**Supplied information**
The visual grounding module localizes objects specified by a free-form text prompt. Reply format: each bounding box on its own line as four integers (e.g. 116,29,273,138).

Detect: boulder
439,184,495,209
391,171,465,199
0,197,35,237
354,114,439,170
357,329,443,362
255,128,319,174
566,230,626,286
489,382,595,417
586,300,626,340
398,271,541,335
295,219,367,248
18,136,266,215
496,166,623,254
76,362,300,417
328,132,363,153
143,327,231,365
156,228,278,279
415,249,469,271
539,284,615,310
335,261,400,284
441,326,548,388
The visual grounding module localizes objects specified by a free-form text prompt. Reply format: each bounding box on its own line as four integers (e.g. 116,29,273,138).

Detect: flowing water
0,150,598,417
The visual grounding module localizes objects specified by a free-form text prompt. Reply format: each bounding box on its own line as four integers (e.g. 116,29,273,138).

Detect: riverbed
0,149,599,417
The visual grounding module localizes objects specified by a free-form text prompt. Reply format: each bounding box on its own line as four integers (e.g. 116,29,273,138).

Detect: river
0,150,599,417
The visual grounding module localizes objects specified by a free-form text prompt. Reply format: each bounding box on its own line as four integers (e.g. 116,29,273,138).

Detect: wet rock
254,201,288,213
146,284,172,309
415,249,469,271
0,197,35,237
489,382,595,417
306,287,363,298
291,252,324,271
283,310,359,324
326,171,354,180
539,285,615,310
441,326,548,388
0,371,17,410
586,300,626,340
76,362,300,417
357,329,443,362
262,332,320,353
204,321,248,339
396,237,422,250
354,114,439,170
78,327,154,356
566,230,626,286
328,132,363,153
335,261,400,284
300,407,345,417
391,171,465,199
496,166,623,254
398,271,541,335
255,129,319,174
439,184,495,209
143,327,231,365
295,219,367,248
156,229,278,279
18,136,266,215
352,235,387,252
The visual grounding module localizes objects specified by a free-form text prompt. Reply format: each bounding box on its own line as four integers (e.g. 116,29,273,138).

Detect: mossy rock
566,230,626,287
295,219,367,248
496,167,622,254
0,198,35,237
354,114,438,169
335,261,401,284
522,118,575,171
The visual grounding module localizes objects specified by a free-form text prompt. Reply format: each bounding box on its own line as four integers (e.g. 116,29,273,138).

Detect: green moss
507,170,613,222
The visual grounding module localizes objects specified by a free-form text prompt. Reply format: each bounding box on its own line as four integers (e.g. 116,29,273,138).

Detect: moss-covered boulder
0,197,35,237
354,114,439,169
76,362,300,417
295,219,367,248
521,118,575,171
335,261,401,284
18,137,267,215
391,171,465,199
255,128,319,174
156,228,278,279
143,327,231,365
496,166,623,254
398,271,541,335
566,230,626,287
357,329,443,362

**Set problem**
Please rewrite every entry above with "Detect" replaced by "Find", leaving everything else unchanged.

**Solution to this exercise**
The visual grounding module localizes objects specified by a free-form text prompt. Reply format: each bounding box on its own line as four integers (e.g. 116,29,273,138).

Find: boulder
439,184,495,209
391,171,465,199
0,197,35,237
354,114,439,170
357,329,443,362
255,128,319,174
566,230,626,286
489,382,595,417
586,300,626,340
398,271,541,335
295,219,367,248
18,136,266,215
496,166,623,254
76,362,300,417
328,132,363,153
143,327,231,365
156,228,278,279
415,249,469,271
539,284,615,310
335,261,400,284
441,326,548,388
The visual grounding module localizes objects specified by a free-form text prompt. Reply format: each bounding box on its own line as four integers (e.g. 116,29,273,138).

Find: flowing water
0,150,598,417
The visual grounding module localizes objects specified by a free-form text prompt. Reply format: each bounding box on its own line as four integers (e.g. 116,29,273,138).

Find: riverbed
0,149,599,417
The visual grounding module localizes objects specified by a free-form text prompt. Reply format: each bounding box on its own line as four integers (e.g. 116,29,273,138).

Find: river
0,150,599,417
The visual grounding module localizes objects specified by a free-form text prompt. Reply format: each bounding box on its own line as four integers (e.g. 116,29,273,138).

Find: wet rock
254,201,288,213
146,284,172,309
415,249,469,271
0,197,35,237
489,382,595,417
306,287,363,298
291,252,324,271
283,310,359,324
326,171,354,180
539,285,615,310
441,326,548,388
0,371,17,410
586,300,626,340
76,362,300,417
357,329,443,362
262,332,320,353
204,321,248,339
396,237,422,250
354,114,439,170
78,327,154,356
566,230,626,286
328,132,363,153
335,261,400,284
300,407,345,417
391,171,465,199
496,166,623,254
398,271,541,335
255,129,319,174
439,184,495,209
143,327,231,365
295,219,367,248
156,229,278,279
18,136,266,215
352,235,387,252
The visual grounding module localizes objects specified by a free-form text prompt. Reply format: each bounding box on its own line as four integers (e.g. 116,29,273,138).

Find: mossy rock
566,230,626,287
295,219,367,248
496,167,622,254
0,198,35,237
354,114,438,169
335,261,401,284
522,118,575,171
The visual grounding module localizes objects specified by a free-form text prompt. Reply format: each bounding box on its own line as four integers (e.g. 116,29,273,138).

Find: green moss
507,170,613,222
The visual grounding module localizes objects specified by a free-form text prompt. Reply format: each bounding box on its own line as four integers (e.g. 116,29,273,138).

Find: moss-covered boulder
0,197,35,237
354,114,439,169
76,362,300,417
295,219,367,248
521,118,575,171
335,261,401,284
18,137,267,215
391,171,465,199
255,128,319,174
156,228,278,279
143,327,231,365
496,166,623,254
398,271,541,335
566,230,626,287
357,329,443,362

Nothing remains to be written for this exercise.